__What the task asks__. Repeat verbatim the lines of the data below, beginning with the line containing "## Quickstart" and continuing to the end.

__Records for this task__.
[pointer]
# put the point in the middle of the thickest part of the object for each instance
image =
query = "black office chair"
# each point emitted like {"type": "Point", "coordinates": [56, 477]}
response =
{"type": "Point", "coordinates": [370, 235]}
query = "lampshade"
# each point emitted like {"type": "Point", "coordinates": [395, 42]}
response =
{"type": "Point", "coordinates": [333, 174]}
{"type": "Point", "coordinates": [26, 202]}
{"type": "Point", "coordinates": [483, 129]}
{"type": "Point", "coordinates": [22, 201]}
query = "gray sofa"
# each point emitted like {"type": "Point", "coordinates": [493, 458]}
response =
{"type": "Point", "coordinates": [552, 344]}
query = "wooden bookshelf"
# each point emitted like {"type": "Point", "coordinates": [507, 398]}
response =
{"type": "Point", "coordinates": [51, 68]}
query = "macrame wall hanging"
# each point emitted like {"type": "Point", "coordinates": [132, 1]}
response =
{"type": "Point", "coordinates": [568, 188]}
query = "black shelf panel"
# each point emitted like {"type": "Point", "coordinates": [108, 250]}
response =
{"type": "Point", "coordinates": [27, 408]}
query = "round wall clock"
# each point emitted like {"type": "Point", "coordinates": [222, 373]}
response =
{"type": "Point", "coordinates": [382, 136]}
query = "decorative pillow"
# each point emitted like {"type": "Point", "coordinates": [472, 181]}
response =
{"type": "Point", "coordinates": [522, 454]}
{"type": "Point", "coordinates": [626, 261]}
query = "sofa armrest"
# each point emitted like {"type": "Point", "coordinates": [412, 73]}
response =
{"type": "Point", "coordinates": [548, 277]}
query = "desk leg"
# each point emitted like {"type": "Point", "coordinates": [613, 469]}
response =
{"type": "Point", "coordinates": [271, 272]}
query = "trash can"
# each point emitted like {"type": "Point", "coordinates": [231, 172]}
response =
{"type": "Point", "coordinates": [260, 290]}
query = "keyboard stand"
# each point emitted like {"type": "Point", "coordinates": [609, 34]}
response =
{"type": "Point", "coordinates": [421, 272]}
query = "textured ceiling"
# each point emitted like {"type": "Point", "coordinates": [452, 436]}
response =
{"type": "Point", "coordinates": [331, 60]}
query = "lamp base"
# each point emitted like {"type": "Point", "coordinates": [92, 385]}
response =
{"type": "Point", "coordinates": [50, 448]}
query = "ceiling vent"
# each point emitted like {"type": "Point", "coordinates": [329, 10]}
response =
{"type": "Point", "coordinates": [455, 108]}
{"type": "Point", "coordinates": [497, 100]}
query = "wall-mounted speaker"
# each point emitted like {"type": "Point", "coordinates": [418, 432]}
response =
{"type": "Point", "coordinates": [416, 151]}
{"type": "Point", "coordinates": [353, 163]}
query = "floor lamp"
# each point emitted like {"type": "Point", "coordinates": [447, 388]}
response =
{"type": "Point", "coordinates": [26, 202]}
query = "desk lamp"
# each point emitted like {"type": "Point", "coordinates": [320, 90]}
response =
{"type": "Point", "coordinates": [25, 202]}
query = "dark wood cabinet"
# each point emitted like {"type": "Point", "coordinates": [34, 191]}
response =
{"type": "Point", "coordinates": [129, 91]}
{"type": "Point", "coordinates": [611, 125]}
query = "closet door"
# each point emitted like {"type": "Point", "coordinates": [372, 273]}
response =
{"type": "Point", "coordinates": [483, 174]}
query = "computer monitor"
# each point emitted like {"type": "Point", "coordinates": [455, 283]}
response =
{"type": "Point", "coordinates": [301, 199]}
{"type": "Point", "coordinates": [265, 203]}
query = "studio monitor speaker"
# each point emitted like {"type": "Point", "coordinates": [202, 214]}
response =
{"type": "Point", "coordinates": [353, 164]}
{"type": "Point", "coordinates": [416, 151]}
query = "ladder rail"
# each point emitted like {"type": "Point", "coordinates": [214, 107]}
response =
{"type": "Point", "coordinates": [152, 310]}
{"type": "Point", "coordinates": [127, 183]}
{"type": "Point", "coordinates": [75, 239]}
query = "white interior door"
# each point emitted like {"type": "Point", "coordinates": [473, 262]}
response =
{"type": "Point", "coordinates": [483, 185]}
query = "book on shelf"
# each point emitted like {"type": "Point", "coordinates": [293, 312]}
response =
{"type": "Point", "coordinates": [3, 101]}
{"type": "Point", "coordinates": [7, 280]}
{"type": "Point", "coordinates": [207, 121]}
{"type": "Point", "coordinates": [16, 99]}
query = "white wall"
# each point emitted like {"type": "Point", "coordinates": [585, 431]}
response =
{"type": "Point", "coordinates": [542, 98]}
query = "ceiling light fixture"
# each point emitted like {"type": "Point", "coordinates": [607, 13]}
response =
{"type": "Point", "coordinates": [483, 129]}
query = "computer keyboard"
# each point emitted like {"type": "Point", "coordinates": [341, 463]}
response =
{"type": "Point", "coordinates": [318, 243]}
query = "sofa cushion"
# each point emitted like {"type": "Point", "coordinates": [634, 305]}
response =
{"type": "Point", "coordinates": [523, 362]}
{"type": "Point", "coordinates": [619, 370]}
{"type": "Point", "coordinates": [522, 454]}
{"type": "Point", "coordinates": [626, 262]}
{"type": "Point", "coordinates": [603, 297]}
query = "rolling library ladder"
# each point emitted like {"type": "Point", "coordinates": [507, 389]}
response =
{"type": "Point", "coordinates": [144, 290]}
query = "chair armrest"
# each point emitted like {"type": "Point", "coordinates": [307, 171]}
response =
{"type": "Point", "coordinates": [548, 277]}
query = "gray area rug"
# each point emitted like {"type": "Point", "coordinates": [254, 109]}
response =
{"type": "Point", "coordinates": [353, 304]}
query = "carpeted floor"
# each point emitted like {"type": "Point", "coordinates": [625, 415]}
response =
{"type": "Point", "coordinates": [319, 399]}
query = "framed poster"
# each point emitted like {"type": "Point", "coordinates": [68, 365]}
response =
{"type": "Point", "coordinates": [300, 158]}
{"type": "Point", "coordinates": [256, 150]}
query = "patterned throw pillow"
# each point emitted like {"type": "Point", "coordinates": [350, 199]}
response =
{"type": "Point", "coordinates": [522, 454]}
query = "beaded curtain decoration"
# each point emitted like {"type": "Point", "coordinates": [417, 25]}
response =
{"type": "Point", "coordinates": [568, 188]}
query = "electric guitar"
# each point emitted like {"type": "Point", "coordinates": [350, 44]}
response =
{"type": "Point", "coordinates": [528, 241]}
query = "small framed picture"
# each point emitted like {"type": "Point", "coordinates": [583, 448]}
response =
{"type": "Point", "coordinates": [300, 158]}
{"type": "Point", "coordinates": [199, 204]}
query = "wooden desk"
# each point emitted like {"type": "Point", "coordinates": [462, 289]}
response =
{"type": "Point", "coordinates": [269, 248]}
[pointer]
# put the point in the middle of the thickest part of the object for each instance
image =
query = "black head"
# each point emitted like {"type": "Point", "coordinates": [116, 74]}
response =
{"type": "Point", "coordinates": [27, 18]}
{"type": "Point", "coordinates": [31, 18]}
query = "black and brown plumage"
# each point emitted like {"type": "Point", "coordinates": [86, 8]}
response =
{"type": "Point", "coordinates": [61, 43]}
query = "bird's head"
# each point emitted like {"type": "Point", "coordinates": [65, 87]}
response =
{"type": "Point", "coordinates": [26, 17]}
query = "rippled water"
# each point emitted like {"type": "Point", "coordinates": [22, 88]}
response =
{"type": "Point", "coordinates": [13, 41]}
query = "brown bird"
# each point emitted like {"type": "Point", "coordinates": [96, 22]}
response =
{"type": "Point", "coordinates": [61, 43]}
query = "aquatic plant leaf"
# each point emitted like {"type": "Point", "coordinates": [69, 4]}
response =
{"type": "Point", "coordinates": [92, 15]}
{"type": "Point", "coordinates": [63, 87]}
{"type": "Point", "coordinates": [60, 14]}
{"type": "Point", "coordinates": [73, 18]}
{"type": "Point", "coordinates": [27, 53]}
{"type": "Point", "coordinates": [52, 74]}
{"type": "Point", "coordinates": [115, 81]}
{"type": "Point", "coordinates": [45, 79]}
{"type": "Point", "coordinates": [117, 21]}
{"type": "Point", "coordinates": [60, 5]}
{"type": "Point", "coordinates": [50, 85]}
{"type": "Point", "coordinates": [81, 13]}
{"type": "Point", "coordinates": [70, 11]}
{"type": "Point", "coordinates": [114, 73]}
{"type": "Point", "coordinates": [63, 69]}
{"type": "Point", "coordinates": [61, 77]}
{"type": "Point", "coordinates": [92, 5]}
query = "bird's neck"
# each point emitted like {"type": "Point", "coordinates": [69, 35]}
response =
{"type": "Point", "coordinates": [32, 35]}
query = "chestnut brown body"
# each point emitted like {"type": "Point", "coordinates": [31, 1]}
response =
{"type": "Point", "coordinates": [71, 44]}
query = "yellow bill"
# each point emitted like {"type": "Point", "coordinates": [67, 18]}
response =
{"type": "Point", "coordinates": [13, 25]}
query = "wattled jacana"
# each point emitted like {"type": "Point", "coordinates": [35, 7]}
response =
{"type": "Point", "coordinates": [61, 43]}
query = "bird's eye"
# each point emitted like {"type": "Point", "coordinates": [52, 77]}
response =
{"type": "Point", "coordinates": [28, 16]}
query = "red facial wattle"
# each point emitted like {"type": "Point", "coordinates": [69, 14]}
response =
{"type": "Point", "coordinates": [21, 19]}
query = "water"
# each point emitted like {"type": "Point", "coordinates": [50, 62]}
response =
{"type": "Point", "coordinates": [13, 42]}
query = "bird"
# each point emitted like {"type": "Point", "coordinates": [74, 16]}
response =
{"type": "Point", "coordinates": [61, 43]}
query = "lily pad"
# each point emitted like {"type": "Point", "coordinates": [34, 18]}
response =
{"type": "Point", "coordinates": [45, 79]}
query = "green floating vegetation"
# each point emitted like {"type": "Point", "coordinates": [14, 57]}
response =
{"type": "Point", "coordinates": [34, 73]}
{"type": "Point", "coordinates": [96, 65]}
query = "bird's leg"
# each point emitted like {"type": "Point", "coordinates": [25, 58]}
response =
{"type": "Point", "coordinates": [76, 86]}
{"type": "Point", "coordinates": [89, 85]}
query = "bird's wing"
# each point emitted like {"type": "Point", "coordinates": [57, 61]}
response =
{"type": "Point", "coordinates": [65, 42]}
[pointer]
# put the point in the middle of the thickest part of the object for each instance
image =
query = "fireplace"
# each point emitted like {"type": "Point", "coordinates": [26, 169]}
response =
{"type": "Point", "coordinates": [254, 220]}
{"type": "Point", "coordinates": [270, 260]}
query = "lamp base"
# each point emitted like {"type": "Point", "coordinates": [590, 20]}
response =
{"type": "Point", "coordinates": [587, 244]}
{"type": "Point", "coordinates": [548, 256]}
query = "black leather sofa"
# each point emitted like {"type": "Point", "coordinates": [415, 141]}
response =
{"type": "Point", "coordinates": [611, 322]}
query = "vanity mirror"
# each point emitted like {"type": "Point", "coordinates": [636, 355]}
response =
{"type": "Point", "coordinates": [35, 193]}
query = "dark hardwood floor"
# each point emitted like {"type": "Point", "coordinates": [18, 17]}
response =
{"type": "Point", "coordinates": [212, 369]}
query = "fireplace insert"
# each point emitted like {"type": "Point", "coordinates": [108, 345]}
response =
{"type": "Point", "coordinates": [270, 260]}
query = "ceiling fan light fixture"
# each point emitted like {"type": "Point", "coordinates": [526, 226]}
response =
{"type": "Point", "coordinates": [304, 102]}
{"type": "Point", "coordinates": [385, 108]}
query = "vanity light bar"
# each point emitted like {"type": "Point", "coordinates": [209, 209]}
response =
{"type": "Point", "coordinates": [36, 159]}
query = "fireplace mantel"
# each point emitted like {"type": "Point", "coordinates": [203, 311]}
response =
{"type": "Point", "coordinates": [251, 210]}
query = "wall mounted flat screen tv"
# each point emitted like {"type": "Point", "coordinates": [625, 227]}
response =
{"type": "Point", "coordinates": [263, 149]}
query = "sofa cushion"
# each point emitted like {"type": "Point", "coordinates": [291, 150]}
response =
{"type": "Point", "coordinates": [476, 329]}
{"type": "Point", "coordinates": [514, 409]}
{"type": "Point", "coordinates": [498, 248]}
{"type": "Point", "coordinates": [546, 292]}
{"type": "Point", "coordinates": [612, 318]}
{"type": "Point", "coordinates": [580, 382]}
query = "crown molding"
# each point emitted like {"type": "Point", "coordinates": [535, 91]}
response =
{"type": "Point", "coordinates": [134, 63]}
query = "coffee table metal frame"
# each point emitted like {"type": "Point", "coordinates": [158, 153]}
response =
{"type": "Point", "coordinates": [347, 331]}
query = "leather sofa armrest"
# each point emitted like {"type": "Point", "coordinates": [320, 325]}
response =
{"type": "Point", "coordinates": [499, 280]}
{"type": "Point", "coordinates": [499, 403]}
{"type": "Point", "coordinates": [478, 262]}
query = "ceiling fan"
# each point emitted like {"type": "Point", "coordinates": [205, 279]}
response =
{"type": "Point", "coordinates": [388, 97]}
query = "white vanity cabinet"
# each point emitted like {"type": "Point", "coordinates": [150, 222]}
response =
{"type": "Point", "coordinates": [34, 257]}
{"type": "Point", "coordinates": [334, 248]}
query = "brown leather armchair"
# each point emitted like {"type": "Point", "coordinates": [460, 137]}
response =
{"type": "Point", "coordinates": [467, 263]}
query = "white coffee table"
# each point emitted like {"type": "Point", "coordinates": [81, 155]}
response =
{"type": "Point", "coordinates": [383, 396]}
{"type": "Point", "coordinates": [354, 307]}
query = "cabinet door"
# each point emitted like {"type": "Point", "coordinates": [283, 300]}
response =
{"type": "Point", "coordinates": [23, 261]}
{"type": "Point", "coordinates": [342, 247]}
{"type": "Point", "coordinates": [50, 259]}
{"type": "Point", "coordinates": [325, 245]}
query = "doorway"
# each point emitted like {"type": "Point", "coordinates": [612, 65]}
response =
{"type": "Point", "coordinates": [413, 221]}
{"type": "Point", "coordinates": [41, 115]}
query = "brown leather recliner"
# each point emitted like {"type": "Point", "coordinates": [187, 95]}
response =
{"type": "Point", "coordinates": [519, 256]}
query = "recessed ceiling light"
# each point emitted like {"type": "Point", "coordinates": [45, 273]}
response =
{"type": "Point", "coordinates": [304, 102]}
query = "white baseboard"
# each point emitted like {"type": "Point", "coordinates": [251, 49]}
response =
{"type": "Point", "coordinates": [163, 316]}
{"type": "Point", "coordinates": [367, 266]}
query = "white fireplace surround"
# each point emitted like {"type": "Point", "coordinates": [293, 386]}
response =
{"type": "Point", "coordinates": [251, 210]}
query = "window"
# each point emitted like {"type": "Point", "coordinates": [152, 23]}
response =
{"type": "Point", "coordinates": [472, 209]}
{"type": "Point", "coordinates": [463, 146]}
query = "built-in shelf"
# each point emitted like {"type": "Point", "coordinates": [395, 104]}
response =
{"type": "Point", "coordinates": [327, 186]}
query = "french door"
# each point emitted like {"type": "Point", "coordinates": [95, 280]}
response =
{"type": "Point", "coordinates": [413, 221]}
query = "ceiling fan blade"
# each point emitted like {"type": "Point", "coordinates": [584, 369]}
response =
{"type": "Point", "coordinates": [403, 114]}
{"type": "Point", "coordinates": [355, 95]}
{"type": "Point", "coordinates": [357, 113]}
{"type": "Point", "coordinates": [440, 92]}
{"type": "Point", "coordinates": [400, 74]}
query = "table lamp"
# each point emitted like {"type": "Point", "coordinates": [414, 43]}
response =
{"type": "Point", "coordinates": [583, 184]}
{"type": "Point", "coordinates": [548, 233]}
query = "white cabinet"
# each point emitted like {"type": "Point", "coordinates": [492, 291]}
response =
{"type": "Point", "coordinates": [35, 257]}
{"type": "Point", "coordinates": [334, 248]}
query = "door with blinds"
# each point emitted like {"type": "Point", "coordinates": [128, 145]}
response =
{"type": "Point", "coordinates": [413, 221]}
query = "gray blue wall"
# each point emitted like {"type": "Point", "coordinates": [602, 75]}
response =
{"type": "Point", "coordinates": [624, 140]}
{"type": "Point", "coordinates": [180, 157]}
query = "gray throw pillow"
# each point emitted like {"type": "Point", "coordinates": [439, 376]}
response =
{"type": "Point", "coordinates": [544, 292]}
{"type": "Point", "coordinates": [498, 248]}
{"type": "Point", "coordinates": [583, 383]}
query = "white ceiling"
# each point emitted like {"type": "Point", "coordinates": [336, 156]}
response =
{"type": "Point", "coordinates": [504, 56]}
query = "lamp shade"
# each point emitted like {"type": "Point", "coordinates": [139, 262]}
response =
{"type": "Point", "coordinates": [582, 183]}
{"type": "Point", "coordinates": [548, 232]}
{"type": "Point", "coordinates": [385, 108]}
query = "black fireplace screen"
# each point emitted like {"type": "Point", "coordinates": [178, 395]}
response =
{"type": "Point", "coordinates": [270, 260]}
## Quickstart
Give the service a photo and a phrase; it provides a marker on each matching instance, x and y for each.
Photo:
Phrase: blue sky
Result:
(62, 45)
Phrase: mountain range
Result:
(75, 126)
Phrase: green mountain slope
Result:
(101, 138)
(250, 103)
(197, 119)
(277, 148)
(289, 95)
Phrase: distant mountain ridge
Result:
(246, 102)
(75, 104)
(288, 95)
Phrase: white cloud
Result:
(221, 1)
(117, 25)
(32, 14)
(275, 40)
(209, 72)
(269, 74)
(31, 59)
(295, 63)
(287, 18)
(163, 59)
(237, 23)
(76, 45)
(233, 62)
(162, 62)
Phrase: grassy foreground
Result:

__Answer to this task__.
## Quickstart
Give the service a photo and a phrase; it provides a marker on each matching instance, x and y for each.
Photo:
Phrase: blue sky
Result:
(62, 45)
Phrase: mountain range
Result:
(75, 126)
Phrase: green mountain slope
Result:
(101, 138)
(250, 103)
(197, 119)
(277, 148)
(289, 95)
Phrase: distant mountain ridge
Result:
(246, 102)
(75, 104)
(288, 95)
Phrase: white cloud
Result:
(221, 1)
(117, 25)
(32, 14)
(275, 40)
(209, 72)
(269, 74)
(31, 59)
(295, 63)
(287, 18)
(163, 59)
(237, 23)
(76, 45)
(233, 62)
(162, 62)
Phrase: grassy foreground
Result:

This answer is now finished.